Update all of the lines below by changing every "kindly identify" to "please locate" and keeping everything else the same, and leave the pictures out of your answer.

- **RECORDS SHOWN**
::::::

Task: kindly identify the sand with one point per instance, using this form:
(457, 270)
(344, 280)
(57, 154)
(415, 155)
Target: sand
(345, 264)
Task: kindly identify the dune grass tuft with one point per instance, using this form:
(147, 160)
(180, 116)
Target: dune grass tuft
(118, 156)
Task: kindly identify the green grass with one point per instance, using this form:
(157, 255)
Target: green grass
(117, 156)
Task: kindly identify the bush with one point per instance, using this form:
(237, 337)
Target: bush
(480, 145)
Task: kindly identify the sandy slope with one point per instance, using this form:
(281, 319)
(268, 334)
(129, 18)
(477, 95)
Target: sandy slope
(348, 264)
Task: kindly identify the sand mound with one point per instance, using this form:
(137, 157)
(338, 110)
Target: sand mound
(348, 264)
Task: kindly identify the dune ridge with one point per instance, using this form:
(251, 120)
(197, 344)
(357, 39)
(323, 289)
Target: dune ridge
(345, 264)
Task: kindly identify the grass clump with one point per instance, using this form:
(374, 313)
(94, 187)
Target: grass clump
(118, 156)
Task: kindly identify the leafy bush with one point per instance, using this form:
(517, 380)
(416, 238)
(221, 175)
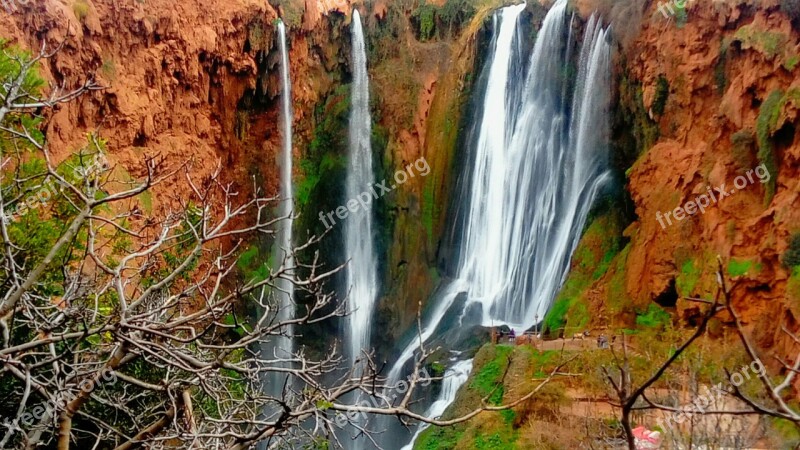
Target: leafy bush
(766, 124)
(792, 9)
(743, 144)
(425, 17)
(662, 93)
(654, 317)
(737, 268)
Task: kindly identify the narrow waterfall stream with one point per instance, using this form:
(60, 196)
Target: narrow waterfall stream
(454, 378)
(282, 346)
(537, 160)
(285, 289)
(362, 280)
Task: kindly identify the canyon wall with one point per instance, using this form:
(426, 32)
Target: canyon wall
(705, 95)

::::::

- **ANSWER TO THE EXERCISE**
Task: please locate the sand with one point per instance, using this form:
(457, 270)
(344, 280)
(57, 154)
(415, 155)
Target: sand
(345, 264)
Task: please locate the dune grass tuft with one point per instance, using this form:
(147, 160)
(180, 116)
Target: dune grass tuft
(118, 156)
Task: please locate the green grass with one point per instance, using this form:
(157, 255)
Target: green grass
(117, 156)
Task: please locate the bush with one point per instance, using this form:
(237, 337)
Target: bush
(480, 145)
Task: please locate the sandy slope with one point per instance, using this form:
(281, 319)
(268, 334)
(129, 18)
(477, 95)
Target: sandy slope
(348, 264)
Task: please locate the sand mound with one point per instance, using this form:
(137, 157)
(338, 110)
Target: sand mound
(348, 264)
Task: please locate the dune ridge with one point per instance, using this form:
(251, 120)
(197, 344)
(357, 39)
(323, 289)
Target: dune ridge
(345, 264)
Task: please locate the grass clump with one point per instance, using this form:
(374, 313)
(94, 187)
Target: grass clump
(118, 156)
Task: please locate the leafy bush with one point per instance, using this form:
(517, 380)
(416, 238)
(221, 175)
Target: leafy bush
(766, 124)
(792, 9)
(743, 144)
(425, 17)
(662, 93)
(654, 317)
(737, 268)
Task: please locate the narrow waterfall stream with one point per instance, using this form:
(60, 196)
Target: narrow waterfall stream
(454, 378)
(282, 346)
(537, 160)
(285, 289)
(362, 280)
Task: please locate the canyon wall with one point per instance, using this form:
(426, 32)
Target: canyon wall
(705, 95)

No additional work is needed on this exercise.